--- START ---

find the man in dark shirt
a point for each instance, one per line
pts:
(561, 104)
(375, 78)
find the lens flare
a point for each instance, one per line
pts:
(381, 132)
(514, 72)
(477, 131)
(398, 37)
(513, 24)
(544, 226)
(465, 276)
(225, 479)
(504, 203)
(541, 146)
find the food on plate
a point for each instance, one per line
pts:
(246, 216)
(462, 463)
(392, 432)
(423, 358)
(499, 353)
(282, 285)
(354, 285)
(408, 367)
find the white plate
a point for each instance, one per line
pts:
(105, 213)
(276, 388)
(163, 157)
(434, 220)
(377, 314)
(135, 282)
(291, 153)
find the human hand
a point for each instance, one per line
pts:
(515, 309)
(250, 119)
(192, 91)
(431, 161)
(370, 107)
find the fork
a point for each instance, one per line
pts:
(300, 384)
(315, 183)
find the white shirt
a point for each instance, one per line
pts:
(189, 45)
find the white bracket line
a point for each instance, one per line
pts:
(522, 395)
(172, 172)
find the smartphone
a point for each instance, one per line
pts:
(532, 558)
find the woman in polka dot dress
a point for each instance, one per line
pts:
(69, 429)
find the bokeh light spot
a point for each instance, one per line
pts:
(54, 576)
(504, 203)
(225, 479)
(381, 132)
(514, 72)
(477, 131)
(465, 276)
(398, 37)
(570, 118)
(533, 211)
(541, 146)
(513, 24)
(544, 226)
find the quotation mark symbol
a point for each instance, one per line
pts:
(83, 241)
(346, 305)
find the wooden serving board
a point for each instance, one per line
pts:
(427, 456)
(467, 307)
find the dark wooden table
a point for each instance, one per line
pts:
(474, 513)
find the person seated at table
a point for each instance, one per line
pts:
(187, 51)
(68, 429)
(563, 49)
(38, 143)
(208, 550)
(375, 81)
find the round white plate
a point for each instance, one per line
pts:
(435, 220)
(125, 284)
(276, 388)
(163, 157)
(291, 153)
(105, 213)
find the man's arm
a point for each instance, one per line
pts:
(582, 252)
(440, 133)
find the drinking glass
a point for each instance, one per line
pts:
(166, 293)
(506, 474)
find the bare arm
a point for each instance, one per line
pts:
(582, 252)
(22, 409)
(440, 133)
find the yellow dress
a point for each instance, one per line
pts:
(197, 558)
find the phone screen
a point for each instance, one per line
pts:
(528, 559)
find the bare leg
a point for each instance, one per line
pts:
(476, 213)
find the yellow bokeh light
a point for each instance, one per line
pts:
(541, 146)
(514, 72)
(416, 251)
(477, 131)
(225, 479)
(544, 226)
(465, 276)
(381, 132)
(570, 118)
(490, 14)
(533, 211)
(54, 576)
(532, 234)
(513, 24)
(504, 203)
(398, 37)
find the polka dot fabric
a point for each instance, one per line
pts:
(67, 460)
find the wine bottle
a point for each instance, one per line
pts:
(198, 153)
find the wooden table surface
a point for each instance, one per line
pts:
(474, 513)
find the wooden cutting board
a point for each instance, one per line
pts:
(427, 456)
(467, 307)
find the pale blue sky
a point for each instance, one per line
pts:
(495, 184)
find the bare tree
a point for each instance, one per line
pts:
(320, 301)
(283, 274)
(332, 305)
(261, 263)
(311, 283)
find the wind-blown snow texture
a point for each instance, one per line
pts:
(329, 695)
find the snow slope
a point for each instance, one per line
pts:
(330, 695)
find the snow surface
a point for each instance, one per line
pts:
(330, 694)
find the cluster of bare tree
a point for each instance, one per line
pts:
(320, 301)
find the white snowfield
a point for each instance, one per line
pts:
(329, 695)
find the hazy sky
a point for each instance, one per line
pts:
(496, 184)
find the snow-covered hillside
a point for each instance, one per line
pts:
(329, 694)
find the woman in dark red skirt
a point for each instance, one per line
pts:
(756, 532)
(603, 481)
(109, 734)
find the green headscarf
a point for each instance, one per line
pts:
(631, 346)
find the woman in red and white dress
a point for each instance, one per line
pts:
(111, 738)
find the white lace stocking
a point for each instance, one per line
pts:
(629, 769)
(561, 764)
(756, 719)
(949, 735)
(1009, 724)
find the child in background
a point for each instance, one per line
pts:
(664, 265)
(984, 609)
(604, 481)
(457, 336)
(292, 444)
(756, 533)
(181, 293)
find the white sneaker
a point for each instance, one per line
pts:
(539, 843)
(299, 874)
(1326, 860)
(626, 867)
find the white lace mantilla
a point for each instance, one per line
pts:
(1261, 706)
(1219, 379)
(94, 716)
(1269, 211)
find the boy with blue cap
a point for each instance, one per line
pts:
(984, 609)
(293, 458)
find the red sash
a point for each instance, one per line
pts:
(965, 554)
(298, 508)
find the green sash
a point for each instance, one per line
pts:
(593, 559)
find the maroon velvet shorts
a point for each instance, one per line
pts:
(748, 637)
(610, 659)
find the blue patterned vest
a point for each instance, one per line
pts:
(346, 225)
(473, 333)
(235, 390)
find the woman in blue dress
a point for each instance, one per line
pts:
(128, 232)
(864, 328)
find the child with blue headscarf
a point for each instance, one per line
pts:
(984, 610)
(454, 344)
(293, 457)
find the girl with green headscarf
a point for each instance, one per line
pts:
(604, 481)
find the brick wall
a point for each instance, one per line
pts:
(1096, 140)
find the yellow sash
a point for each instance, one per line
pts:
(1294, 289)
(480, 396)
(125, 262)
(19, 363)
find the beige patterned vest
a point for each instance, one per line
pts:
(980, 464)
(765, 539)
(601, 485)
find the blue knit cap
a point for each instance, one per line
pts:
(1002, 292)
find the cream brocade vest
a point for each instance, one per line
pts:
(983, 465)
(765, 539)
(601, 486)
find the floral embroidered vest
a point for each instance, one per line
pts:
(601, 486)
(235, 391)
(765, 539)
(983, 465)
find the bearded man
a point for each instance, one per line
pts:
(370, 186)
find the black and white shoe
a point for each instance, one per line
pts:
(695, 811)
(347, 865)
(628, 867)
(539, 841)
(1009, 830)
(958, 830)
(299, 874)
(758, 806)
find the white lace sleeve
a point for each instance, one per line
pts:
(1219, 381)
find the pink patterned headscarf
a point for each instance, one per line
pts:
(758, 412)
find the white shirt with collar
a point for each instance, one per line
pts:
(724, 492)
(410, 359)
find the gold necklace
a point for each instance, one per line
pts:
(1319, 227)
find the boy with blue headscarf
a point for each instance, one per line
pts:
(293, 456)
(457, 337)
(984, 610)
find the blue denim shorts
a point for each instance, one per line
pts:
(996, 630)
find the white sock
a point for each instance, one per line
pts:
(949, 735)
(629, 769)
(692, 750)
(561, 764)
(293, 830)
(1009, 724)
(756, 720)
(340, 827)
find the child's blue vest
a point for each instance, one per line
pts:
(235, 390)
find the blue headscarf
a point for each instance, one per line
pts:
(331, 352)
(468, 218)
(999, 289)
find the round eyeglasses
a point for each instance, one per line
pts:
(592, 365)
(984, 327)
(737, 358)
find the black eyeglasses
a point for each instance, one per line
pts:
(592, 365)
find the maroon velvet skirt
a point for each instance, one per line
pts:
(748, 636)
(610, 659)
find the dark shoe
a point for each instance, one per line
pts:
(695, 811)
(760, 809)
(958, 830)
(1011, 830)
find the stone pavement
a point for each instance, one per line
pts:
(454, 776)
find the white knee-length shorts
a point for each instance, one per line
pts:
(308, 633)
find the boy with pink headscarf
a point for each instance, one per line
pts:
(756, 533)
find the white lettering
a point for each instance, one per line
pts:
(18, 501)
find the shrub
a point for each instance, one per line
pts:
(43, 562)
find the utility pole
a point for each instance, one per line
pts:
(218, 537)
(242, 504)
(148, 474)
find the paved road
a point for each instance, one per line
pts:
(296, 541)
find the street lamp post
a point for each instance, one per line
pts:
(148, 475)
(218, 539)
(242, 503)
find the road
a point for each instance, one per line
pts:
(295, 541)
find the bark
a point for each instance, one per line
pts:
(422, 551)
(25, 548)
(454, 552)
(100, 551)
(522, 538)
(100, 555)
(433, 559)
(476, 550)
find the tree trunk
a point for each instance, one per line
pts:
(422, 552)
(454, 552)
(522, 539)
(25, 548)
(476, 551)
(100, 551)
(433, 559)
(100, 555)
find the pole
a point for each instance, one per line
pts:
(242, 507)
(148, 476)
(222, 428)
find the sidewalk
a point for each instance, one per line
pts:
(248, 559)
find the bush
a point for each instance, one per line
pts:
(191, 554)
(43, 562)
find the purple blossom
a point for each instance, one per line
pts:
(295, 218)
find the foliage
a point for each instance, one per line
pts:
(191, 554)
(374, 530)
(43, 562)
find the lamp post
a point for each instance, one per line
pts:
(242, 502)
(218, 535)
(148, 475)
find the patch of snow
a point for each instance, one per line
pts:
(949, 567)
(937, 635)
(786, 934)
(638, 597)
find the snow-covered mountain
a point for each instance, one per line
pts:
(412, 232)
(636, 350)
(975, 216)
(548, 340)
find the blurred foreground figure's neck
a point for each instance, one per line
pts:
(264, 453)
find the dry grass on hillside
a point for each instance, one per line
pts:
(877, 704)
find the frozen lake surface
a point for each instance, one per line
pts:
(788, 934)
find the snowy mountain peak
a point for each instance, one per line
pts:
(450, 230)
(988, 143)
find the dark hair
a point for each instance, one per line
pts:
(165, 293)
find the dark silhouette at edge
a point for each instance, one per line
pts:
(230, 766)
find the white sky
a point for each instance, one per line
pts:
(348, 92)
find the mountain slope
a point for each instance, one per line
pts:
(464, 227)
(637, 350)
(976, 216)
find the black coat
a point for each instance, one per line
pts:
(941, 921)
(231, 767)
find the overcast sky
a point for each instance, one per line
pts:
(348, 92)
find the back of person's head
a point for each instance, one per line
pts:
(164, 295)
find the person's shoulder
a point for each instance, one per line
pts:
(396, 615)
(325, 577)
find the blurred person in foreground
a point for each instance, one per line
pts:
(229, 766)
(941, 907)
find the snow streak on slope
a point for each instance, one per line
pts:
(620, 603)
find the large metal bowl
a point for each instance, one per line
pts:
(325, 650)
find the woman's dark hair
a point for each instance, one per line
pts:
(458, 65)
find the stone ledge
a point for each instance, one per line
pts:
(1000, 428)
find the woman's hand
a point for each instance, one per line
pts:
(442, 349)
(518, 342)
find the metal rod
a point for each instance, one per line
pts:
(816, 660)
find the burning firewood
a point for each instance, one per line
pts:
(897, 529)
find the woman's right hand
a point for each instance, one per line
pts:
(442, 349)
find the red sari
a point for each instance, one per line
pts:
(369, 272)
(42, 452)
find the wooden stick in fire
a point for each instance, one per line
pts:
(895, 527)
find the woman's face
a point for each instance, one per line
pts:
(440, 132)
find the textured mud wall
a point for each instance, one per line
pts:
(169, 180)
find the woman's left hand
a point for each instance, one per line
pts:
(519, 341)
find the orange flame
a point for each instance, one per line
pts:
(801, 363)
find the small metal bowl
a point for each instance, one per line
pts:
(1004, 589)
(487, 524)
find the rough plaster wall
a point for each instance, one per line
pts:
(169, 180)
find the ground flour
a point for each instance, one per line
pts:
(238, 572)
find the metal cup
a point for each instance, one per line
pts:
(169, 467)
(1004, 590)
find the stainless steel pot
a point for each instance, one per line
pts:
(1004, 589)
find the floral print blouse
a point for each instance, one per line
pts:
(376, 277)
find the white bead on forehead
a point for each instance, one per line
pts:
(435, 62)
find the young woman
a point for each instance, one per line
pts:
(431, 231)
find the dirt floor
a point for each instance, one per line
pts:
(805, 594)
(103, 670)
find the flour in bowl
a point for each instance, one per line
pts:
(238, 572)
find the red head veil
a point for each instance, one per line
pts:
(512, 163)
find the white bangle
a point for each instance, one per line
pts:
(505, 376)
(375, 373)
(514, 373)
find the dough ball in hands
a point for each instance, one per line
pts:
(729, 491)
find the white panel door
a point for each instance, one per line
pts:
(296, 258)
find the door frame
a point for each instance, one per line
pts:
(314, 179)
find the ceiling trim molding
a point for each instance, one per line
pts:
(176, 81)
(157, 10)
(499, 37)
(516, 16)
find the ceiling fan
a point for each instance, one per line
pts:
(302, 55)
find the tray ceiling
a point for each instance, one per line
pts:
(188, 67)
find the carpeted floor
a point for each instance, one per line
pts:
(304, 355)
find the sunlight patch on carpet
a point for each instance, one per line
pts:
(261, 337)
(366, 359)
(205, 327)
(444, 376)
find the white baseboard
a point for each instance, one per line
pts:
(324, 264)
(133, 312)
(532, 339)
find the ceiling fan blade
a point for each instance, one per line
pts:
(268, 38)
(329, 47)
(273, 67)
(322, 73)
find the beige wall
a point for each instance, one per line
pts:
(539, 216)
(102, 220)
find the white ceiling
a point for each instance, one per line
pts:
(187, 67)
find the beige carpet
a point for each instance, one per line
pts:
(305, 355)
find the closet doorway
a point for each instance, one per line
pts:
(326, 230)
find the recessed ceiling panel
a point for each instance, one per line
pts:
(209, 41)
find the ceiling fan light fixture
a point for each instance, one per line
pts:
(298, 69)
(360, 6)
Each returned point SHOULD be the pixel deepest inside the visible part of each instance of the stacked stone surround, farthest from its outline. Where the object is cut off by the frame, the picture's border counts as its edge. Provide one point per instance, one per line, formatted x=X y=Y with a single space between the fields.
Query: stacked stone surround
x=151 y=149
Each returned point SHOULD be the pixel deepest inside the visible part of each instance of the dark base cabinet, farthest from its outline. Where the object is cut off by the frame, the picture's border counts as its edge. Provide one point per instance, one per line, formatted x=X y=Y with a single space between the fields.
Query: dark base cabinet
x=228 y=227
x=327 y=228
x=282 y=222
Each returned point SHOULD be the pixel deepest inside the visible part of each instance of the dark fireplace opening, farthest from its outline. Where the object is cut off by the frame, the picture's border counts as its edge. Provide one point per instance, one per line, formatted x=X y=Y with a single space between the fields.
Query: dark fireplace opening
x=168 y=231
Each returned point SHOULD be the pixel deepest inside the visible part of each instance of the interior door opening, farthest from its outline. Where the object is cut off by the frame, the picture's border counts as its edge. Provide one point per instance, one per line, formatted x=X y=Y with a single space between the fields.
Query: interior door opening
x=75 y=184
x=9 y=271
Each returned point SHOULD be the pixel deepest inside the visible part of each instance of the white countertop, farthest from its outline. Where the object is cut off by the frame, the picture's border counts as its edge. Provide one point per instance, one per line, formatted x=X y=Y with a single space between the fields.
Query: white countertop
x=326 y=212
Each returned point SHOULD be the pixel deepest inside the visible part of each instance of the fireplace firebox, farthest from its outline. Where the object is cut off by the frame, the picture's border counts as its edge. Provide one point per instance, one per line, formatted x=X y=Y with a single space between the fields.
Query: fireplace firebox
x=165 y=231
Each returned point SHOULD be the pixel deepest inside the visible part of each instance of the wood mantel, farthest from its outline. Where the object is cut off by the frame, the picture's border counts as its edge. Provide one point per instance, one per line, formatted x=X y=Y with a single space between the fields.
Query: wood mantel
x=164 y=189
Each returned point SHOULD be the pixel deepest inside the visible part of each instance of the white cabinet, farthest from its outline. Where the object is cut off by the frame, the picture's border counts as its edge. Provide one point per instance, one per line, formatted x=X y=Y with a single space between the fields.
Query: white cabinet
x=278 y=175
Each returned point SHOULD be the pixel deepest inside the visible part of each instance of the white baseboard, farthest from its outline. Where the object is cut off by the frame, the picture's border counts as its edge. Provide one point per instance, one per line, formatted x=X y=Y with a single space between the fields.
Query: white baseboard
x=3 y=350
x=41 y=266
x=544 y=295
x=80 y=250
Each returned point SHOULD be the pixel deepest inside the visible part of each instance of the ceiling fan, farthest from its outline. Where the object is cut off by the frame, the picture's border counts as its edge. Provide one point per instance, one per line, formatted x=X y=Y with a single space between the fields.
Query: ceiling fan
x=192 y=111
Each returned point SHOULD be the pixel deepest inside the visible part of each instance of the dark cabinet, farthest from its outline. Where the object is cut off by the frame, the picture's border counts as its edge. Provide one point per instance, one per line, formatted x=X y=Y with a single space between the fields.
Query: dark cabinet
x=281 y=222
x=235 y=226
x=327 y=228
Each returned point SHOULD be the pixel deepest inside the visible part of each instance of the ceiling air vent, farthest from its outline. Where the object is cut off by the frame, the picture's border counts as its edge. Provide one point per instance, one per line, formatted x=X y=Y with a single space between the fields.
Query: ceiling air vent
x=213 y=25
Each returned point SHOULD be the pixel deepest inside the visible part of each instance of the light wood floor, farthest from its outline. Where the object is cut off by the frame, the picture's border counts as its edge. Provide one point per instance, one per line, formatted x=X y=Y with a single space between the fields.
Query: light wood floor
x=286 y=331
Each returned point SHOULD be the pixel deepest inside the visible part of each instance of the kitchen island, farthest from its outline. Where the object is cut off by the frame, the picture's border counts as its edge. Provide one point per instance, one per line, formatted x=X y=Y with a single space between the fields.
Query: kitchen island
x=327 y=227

--- END ---

» AIM OF THE TASK
Determine how many lines in the entries hold the string "bare". Write only the number.

» ANSWER SPACE
4